---- Selection

I think it's very likely that you understand precisely what the Data Model is trying to describe. If you have specific suggestions for how this terminology could be improved, I'd be delighted to hear them.
Comment 2 C. M. Sperberg-McQueen 2011-05-31 19:55:19 UTC
Several of the changes suggested in comment 1 seem helpful, but on the
whole I don't think the reformulation renders the text satisfactory.
Sorry.

Norm writes: 

    I think it's very likely that you understand precisely what the
    Data Model is trying to describe.
    
I am much less certain than Norm seems to be that I already know what
the text is trying to tell me here.  In particular, it's not obvious
to me how much of the current text of this paragraph (or indeed some
other parts of 2.1) is intended as the normative statement of a
particular property, how much is mentioning facts normatively
established elsewhere, and how much is intended just to lay out some
of the logical consequences of the normative statements, for clarity.

But I can't suggest constructive improvements for that situation until
I understand the spec better.

Michael Kay's response in comment 2 of bug 12534 suggests that he
believes the point of this passage is (rephrasing slightly) that for
any set of XDM nodes, there is a unique set of trees defined
implicitly by the dm:parent relation and that each XDM node belongs to
exactly one tree in that set.  As formulated, I think this is still a
little loose, and I don't think we should follow MK's suggestion that
'tree' is or should be taken to denote a non-recursive data structure.

But if MK has correctly identified the gist of the paragraph, then for
the moment I'd suggest something like:

(VERSION A)

    Every node is one of the seven kinds of nodes defined in 6 Nodes.

    The dm:children, dm:attributes, and dm:namespace-nodes properties
    of nodes organize them naturally into trees (rooted, directed,
    connected, acyclic graphs), each of which contains all the nodes
    reachable directly or indirectly from the root node via the
    dm:children, dm:attributes, and dm:namespace-nodes accessors.
    Most references to 'trees' in this specification refer to such
    'natural' trees.

    NOTE: Each node belongs to a set of one or more such 'natural'
    trees, exactly one of which tree has a root node with no dm:parent
    and contains all the others.

or possibly 

(VERSION B)
 
    Every node is one of the seven kinds of nodes defined in 6 Nodes.

    The dm:children, dm:attributes, and dm:namespace-nodes properties
    of nodes organize them naturally into trees (rooted, directed,
    connected, acyclic graphs), each of which contains a root node
    with no dm:parent and also all the nodes reachable directly or
    indirectly from the root node via the dm:children, dm:attributes,
    and dm:namespace-nodes accessors.  Most references to 'trees' in
    this specification refer to such 'natural' trees.

    NOTE: Each node belongs to exactly one such 'natural' tree.

Version A assumes that the children of a document node are fragments;
version B assumes that the children of a document node are not
fragments.  I do not know which is intended; nothing in the XDM spec
depends on the difference.

--------
---- Excerpted data

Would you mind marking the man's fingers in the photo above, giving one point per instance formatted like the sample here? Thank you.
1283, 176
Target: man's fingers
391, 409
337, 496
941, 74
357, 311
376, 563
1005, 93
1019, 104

--------

**What is asked**
1. Set down the XDM bug comment word for word, everything from "or possibly" down to "such 'natural' trees.".
2. Extend the XDM bug comment onward from its last sentence.
The listing was drawn from a separate source.

**Written responses**
1.
or possibly 

(VERSION B)
 
    Every node is one of the seven kinds of nodes defined in 6 Nodes.

    The dm:children, dm:attributes, and dm:namespace-nodes properties
    of nodes organize them naturally into trees (rooted, directed,
    connected, acyclic graphs), each of which contains a root node
    with no dm:parent and also all the nodes reachable directly or
    indirectly from the root node via the dm:children, dm:attributes,
    and dm:namespace-nodes accessors.  Most references to 'trees' in
    this specification refer to such 'natural' trees.

2.
Some differences between the proposals above and the current text (and
Norm's suggested rewording) may as well be noted explicitly here, in
case it saves time.

  - (deletion of 'a')

    Nodes are organized into trees, not into "a" tree.

  - (explicit specification in version B that root nodes have no
    dm:parent)

    We need to specify that the root has no dm:parent, or the
    uniqueness claim is false.

  - Optionally, we could follow the current text more closely by
    adding at the end "and each such tree has exactly one root node".
    It's a true statement.  

    I think it's better left unsaid, however: the fact that each
    non-empty tree has exactly one root node is a consequence of the
    definition of tree.  We don't need to make a normative statement
    of it, and if we do, some readers will wonder whether we are
    clueless, occupying some alternative universe, or (this is where
    we came in) using some alternative definition of 'tree'.

  - (didn't add Norm's remark about nodes having at most one parent) 

    That a node has at most one dm:parent is already stated
    normatively elsewhere (5.11); that a node has at most one parent
    in a tree is a fact about trees.

  - (didn't add Norm's remark about nodes having identity)
 
    That a node has identity tells us pretty much nothing except
    perhaps to signal that XDM expects the reader to be using
    Aristotelian and not fuzzy logic.  Every thing we take seriously
    as a thing has identity (No entity without identity, as the slogan
    says) with the possible exception of some objects in quantum
    theory.  I think what is meant is that they have a form of object
    identity or referential opacity.  (This is also a problem with
    section 2.3, which I expect to raise in due course.)
Comment 3 Michael Kay 2011-05-31 23:07:54 UTC
I think it's best to stick to the current model whereby every node belongs to exactly one tree, and a root node is therefore defined as being a node that has no parent. If we adopted the alternative definition that every node is the root of a tree, an awful lot of our terminology would have to change.

(Let's remember that the term comes from botany, not from mathematics. Each apple in my garden grows on exactly one tree.)
Comment 4 C. M. Sperberg-McQueen 2011-05-31 23:55:56 UTC
I am not sure whether comment 3 amounts to a suggestion that we adopt version B of my proposal in preference to version A, or to a suggestion that there is no need to change the text of the spec, because everyone who matters already knows what it means without needing to bother about little things like what the words mean.

I think it's best if we try to write our specs so that readers of good will can wrest a coherent meaning from them without recourse either to oral tradition or to revelation.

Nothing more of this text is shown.